Document excerpt =>

----------------

/ / Why Is Western Rajasthan a Desert – (4 Reasons To Consider)

Why Is Western Rajasthan a Desert – (4 Reasons To Consider)

We all know that Rajasthan is not completely a desert.

Only 4 districts named Jaisalmer, Barker, Bikaner, and Jodhpur out of the 33 districts come under the Thar desert of Rajasthan.

It has regions of rolling sand dunes in the west to lofty rocks in the middle to fertile plains in the east.

The main reason why the western part of Rajasthan is a desert because the Aravalli mountain range is situated parallel to the wind direction which is not obstructing the southwest monsoon wind and thereby causing no orographic rainfall. And, thus it’s a desert with lack of rainfall.

Do you know? This western desert part roughly constitutes about 70% of the total land area of Rajasthan.

There’s more information about the Thar Desert of Rajasthan. Let’s Know More

Reasons why western Rajasthan is a desert

There are various reasons to answer why the western part of Rajasthan is only a desert. Some of the well-said reasons are provided below

Reason #1: No Moisture in the North-East Monsoon Winds

The western part of Rajasthan lies in the direction of the Trade winds. This region lies in the belt of trade winds which blow from Northeast in the Northern Hemisphere.

We can say that these winds with moisture in it after entering the India sub-continent, blows from the direction of East to West. This is the North-East Monsoon Wind.

The phenomenon is that high hills and mountains cause precipitation of the moisture in the clouds. And, we know that the Northeastern part of India is very hilly.

Thus, when the wind enters India and starts flowing it meets the high hills, mountains of the Northeastern side and so the air rises and cools.

As a result, the water vapor in the air condenses and rainfall occurs.

By the time they come to the Thar Desert in the West side of India, they had lost nearly all of their moisture causing little or no rain in the region.

Thus, Western Rajasthan is a desert.

----------------

Request => Summarize the article on why western Rajasthan is a desert in two sentences.

----------------

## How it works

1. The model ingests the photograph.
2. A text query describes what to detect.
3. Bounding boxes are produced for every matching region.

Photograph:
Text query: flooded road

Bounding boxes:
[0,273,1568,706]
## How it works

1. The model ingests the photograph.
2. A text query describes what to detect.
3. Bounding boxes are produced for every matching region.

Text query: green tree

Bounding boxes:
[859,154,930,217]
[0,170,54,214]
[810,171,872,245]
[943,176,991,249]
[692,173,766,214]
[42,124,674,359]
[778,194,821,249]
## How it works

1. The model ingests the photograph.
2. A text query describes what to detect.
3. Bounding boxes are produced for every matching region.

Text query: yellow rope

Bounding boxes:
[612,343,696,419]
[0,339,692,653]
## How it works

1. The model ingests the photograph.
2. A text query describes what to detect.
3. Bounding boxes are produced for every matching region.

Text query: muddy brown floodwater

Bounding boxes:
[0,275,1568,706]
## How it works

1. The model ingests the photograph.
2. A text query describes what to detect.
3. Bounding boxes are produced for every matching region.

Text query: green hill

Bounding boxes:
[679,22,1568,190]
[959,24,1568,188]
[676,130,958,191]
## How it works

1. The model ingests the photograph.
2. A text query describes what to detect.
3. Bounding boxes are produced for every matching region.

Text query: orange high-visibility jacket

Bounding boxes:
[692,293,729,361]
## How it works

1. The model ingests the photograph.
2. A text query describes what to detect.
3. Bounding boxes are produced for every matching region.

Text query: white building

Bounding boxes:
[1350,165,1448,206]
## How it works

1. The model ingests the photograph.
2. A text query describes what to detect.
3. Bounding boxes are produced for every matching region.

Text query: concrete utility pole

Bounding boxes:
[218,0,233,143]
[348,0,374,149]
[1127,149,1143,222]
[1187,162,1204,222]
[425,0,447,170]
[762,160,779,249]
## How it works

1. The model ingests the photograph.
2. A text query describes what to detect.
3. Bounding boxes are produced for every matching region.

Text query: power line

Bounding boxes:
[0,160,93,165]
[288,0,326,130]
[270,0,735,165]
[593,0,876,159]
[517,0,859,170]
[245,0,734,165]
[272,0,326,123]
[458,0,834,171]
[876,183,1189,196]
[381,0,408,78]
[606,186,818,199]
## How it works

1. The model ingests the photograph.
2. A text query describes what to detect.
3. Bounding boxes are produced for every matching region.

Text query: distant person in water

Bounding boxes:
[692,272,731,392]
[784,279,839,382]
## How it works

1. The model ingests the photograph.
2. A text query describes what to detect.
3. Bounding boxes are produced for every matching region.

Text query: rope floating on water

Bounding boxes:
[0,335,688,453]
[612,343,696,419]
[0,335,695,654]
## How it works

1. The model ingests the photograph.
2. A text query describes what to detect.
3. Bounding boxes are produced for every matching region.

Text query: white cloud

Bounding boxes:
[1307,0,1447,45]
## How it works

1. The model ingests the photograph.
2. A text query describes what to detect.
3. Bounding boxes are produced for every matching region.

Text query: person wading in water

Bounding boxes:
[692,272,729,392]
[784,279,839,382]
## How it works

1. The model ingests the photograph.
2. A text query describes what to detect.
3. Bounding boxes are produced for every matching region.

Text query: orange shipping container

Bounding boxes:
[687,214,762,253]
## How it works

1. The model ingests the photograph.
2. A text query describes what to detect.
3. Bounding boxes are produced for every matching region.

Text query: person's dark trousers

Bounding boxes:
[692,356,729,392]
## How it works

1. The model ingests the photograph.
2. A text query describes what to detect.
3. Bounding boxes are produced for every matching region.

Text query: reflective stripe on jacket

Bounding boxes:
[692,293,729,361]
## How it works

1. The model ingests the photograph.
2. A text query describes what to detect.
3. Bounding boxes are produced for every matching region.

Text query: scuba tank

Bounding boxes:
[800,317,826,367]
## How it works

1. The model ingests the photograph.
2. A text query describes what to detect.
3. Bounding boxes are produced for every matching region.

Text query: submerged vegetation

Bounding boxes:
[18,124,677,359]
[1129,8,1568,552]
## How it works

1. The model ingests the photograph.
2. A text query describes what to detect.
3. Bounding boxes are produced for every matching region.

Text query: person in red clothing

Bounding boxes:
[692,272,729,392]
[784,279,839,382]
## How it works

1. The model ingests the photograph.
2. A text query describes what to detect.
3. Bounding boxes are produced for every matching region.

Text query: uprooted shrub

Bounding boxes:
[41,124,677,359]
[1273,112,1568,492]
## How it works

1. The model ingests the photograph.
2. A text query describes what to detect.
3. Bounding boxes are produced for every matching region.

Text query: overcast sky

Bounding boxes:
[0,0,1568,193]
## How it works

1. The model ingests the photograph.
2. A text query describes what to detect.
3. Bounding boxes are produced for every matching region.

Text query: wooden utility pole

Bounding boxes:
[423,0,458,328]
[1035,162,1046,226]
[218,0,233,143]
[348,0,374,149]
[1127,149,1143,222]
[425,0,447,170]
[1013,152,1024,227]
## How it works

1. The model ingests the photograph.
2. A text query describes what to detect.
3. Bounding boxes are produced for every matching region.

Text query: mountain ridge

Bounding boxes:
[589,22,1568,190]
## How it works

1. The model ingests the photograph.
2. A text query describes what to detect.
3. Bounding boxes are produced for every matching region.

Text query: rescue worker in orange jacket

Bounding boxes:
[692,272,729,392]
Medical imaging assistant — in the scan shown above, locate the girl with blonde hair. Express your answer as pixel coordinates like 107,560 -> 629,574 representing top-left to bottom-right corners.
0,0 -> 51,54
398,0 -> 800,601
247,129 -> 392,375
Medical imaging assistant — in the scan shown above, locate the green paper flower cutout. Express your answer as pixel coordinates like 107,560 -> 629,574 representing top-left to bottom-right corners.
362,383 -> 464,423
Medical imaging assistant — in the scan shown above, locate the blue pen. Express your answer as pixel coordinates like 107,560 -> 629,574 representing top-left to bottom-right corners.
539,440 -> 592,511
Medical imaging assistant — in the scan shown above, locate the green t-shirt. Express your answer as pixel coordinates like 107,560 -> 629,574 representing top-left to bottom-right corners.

----------------

Solution below => Only four of Rajasthan's 33 districts fall within the Thar Desert, which covers about 70% of the state's land, and the main reason for the desert is that the Aravalli range runs parallel to the wind direction, so it does not block the southwest monsoon wind and no orographic rainfall occurs. In addition, the northeast monsoon winds lose nearly all their moisture as rain over the hilly northeastern part of India, leaving little or no rain by the time they reach the Thar Desert.